** Opening Selected text block **

Small-molecule inhibitors that target protein-protein interactions in the RAD51 family of recombinases.

The development of small molecules that inhibit protein-protein interactions continues to be a challenge in chemical biology and drug discovery. Herein we report the development of indole-based fragments that bind in a shallow surface pocket of a humanised surrogate of RAD51. RAD51 is an ATP-dependent recombinase that plays a key role in the repair of double-strand DNA breaks. It both self-associates, forming filament structures with DNA, and interacts with the BRCA2 protein through a common "FxxA" tetrapeptide motif. We elaborated previously identified fragment hits that target the FxxA motif site and developed small-molecule inhibitors that are approximately 500-fold more potent than the initial fragments. The lead compounds were shown to compete with the BRCA2-derived Ac-FHTA-NH2 peptide and the self-association peptide of RAD51, but they had no effect on ATP binding. This study is the first reported elaboration of small-molecular-weight fragments against this challenging target.

Using a fragment-based approach to target protein-protein interactions.

** Closing Selected text block **
** Opening Entries supplied block **

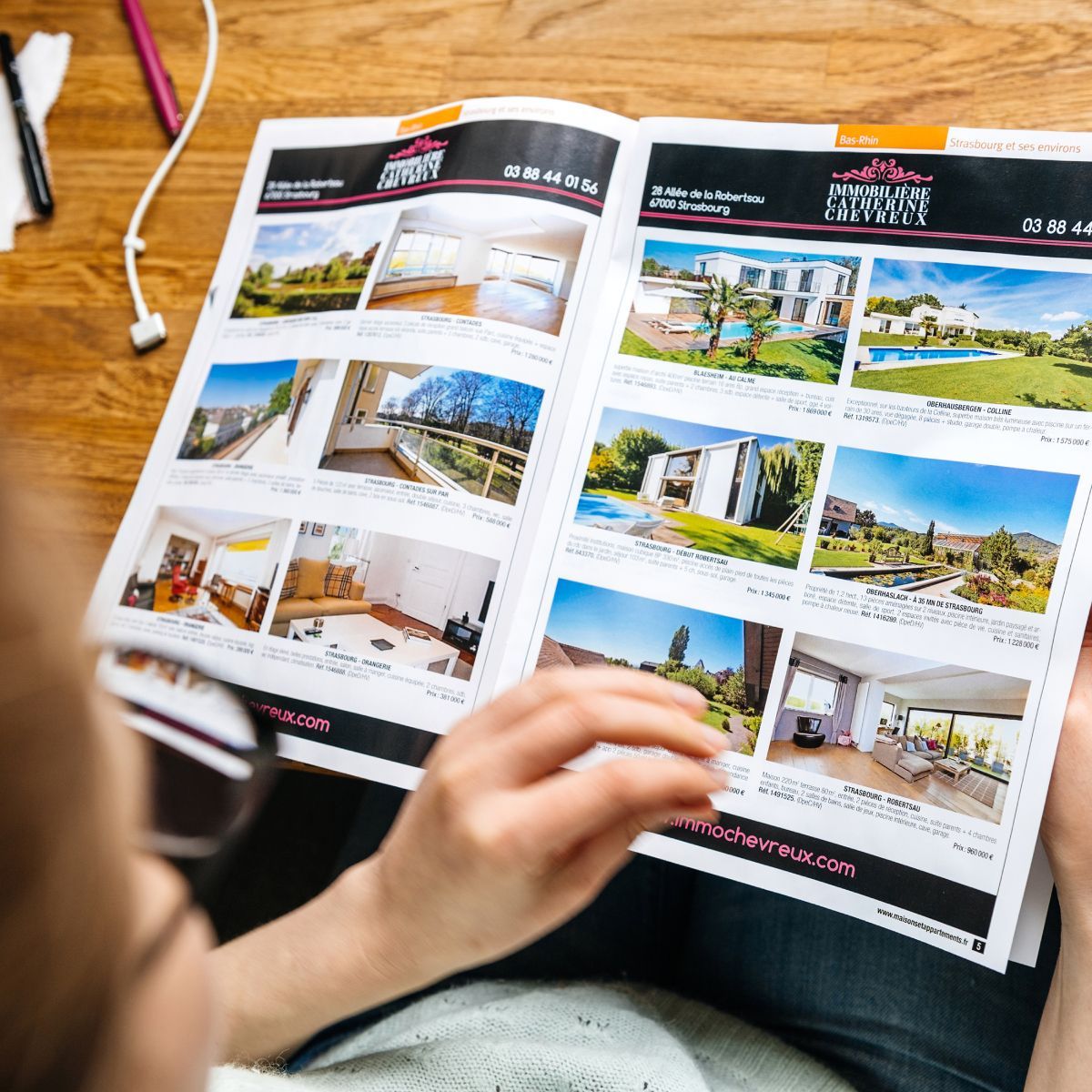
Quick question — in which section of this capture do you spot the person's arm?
[1025,632,1092,1092]
[212,668,724,1061]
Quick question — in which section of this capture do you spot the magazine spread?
[92,98,1092,970]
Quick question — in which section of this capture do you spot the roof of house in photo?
[536,637,607,667]
[823,493,857,523]
[933,533,986,552]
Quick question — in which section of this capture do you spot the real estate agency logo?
[376,136,449,190]
[824,158,933,228]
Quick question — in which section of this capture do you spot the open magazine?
[92,98,1092,970]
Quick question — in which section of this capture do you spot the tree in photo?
[694,277,747,360]
[611,427,672,492]
[743,302,780,361]
[667,626,690,664]
[922,520,937,557]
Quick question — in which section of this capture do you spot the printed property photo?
[178,360,338,466]
[766,633,1028,824]
[231,215,389,318]
[618,239,861,383]
[120,508,290,632]
[269,521,500,679]
[318,360,542,504]
[574,409,824,569]
[812,448,1077,613]
[368,193,584,334]
[853,258,1092,410]
[537,580,782,754]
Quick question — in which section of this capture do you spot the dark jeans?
[291,786,1059,1092]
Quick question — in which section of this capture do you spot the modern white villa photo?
[368,193,584,334]
[269,521,500,679]
[766,633,1028,824]
[573,406,824,568]
[619,238,861,383]
[853,258,1092,410]
[318,360,542,504]
[812,448,1079,613]
[120,507,290,632]
[178,360,338,466]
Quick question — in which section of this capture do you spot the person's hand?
[347,667,724,981]
[1041,616,1092,930]
[215,667,724,1061]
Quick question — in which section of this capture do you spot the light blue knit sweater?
[209,982,852,1092]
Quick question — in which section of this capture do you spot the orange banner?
[834,126,948,151]
[398,103,463,136]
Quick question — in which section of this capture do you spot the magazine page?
[506,119,1092,970]
[91,98,635,786]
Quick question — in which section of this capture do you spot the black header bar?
[258,119,618,215]
[664,813,997,937]
[641,144,1092,258]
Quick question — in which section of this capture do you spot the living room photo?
[231,214,389,318]
[573,408,824,569]
[812,448,1077,613]
[766,633,1028,824]
[119,508,290,632]
[368,193,584,334]
[178,360,338,466]
[536,580,782,754]
[269,521,500,681]
[618,238,861,383]
[318,360,542,504]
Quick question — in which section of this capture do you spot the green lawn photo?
[810,448,1077,613]
[574,408,823,569]
[853,260,1092,411]
[231,217,379,318]
[536,580,782,755]
[618,239,861,383]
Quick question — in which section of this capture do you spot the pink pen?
[121,0,182,140]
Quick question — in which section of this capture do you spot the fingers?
[511,758,725,859]
[451,667,706,738]
[490,689,725,785]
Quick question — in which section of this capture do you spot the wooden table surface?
[0,0,1092,590]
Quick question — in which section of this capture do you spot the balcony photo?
[178,360,338,466]
[812,448,1077,613]
[766,633,1028,824]
[573,408,824,569]
[231,214,388,318]
[853,258,1092,411]
[618,239,861,383]
[537,580,782,754]
[269,521,500,681]
[318,360,542,504]
[119,507,290,632]
[368,193,584,334]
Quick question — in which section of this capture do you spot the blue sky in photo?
[595,406,793,460]
[826,448,1077,542]
[247,217,380,277]
[546,580,743,672]
[380,368,542,430]
[868,258,1092,335]
[197,360,297,410]
[644,239,852,273]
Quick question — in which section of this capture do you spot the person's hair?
[0,484,133,1092]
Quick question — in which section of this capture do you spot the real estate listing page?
[92,99,1092,970]
[491,120,1092,970]
[93,99,635,787]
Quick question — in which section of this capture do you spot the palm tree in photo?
[694,277,747,360]
[743,302,779,361]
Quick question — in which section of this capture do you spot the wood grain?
[0,0,1092,592]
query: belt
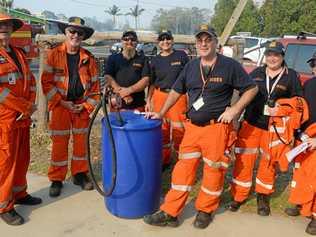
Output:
[187,119,220,127]
[155,87,171,93]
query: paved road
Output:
[0,174,309,237]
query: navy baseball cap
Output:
[264,40,285,55]
[195,24,217,38]
[307,52,316,63]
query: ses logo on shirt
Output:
[209,77,223,83]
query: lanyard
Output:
[266,68,285,99]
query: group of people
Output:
[0,12,316,235]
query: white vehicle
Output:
[231,36,269,62]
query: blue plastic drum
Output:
[102,111,162,218]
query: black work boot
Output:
[49,181,63,197]
[0,209,24,225]
[228,200,244,212]
[284,205,301,216]
[73,172,93,190]
[143,211,179,227]
[193,211,213,229]
[257,193,270,216]
[15,194,42,206]
[305,218,316,235]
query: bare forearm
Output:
[159,90,181,116]
[233,86,258,114]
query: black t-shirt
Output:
[151,50,189,89]
[105,53,150,109]
[173,54,255,123]
[244,66,303,130]
[302,77,316,130]
[67,53,84,101]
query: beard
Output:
[122,47,136,60]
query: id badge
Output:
[8,76,16,85]
[263,104,270,116]
[192,97,204,111]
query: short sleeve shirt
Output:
[105,53,150,109]
[151,50,189,89]
[244,66,303,130]
[173,54,255,123]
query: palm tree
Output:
[0,0,13,9]
[126,4,145,30]
[104,5,122,28]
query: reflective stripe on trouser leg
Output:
[71,114,89,175]
[48,105,71,181]
[160,154,200,216]
[13,127,30,199]
[255,157,275,194]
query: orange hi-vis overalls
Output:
[152,88,187,164]
[160,122,236,216]
[289,123,316,218]
[0,47,36,213]
[41,43,100,181]
[231,97,308,202]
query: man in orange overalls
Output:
[144,25,257,229]
[41,17,99,197]
[0,13,42,225]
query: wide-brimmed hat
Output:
[0,13,24,31]
[195,24,217,38]
[307,51,316,63]
[58,16,94,40]
[264,40,285,56]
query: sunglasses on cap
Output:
[158,35,172,41]
[122,36,137,42]
[68,28,84,36]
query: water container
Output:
[102,111,162,218]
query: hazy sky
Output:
[14,0,216,27]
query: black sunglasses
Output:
[68,29,84,36]
[158,35,172,41]
[122,36,137,42]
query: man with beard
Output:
[105,30,150,111]
[41,17,100,197]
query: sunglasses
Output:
[68,29,85,37]
[158,35,172,41]
[122,36,137,42]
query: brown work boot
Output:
[143,211,179,227]
[49,181,63,197]
[0,209,24,225]
[193,211,213,229]
[14,194,42,206]
[228,200,244,212]
[284,205,301,216]
[257,193,270,216]
[305,218,316,235]
[73,172,93,190]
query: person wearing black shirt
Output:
[145,31,189,168]
[105,31,150,111]
[144,25,257,228]
[230,41,303,216]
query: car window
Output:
[285,44,316,74]
[245,38,259,48]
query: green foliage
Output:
[151,7,209,34]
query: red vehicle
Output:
[11,23,39,59]
[244,32,316,84]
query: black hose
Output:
[86,95,117,197]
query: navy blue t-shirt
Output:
[244,66,303,130]
[173,54,255,123]
[105,53,150,109]
[151,50,189,89]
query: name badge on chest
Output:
[192,97,204,111]
[8,74,16,85]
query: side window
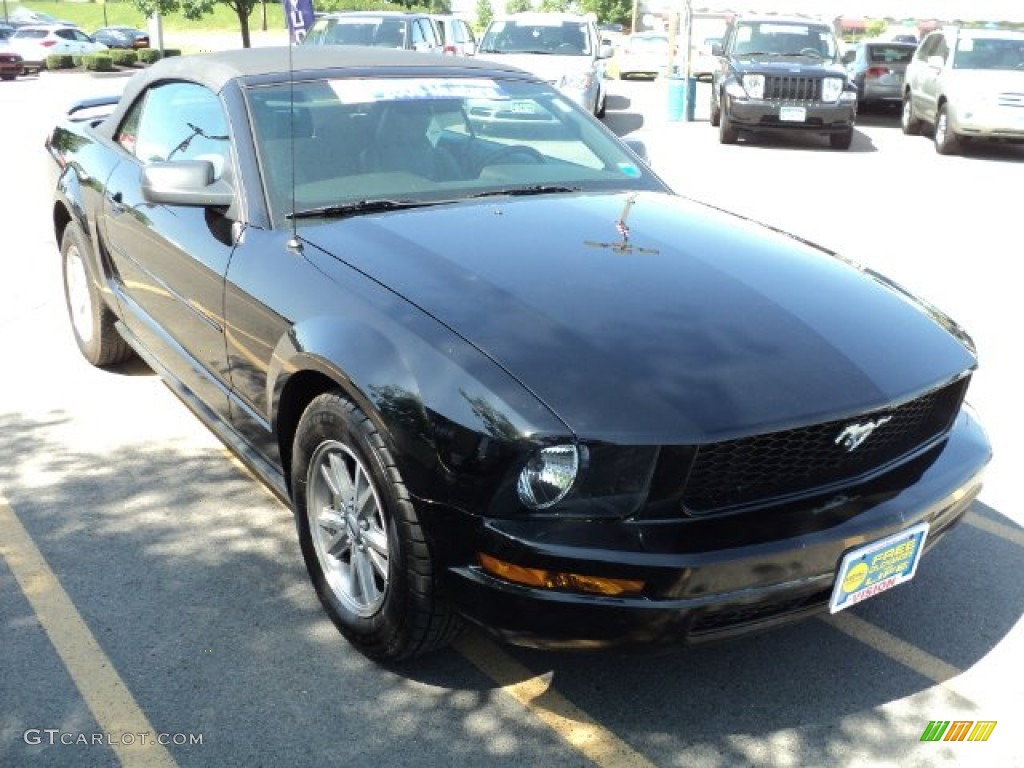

** Closing Entries supplied block **

| Required tasks |
**A)** Please say whether each statement below agrees with the passage on RAD51 inhibitors. Answer yes or no, quoting the deciding words of the passage. (i) The lead compounds interfered with ATP binding. (ii) RAD51 interacts with BRCA2 through an "FxxA" tetrapeptide motif. (iii) The fragments bind in a deep pocket of RAD51.
**B)** Answer these questions from the passage on RAD51 inhibitors.
(i) What type of fragments were developed?
(ii) Roughly how much more potent are the inhibitors than the initial fragments?
(iii) What DNA damage does RAD51 help repair?
**C)** Carry on the passage on RAD51 inhibitors from its final line.

| Responses in order |
**A)**
(i) No: "but they had no effect on ATP binding"
(ii) Yes: "interacts with the BRCA2 protein through a common "FxxA" tetrapeptide motif"
(iii) No: "bind in a shallow surface pocket of a humanised surrogate of RAD51"

**B)**
(i) Indole-based fragments
(ii) Approximately 500-fold
(iii) Double-strand DNA breaks

**C)**
The ability to identify inhibitors of protein-protein interactions represents a major challenge in modern drug discovery and in the development of tools for chemical biology. In recent years, fragment-based approaches have emerged as a new methodology in drug discovery; however, few examples of small molecules that are active against chemotherapeutic targets have been published. Herein, we describe the fragment-based approach of targeting the interaction between the tumour suppressor BRCA2 and the recombination enzyme RAD51; it makes use of a screening pipeline of biophysical techniques that we expect to be more generally applicable to similar targets. Disruption of this interaction in vivo is hypothesised to give rise to cellular hypersensitivity to radiation and genotoxic drugs. We have used protein engineering to create a monomeric form of RAD51 by humanising a thermostable archaeal orthologue, RadA, and used this protein for fragment screening. The initial fragment hits were thoroughly validated biophysically by isothermal titration calorimetry (ITC) and NMR techniques and observed by X-ray crystallography to bind in a shallow surface pocket that is occupied in the native complex by the side chain of a phenylalanine from the conserved FxxA interaction motif found in BRCA2. This represents the first report of fragments or any small molecule binding at this protein-protein interaction site.

A fragment-based approach to probing adenosine recognition sites by using dynamic combinatorial chemistry.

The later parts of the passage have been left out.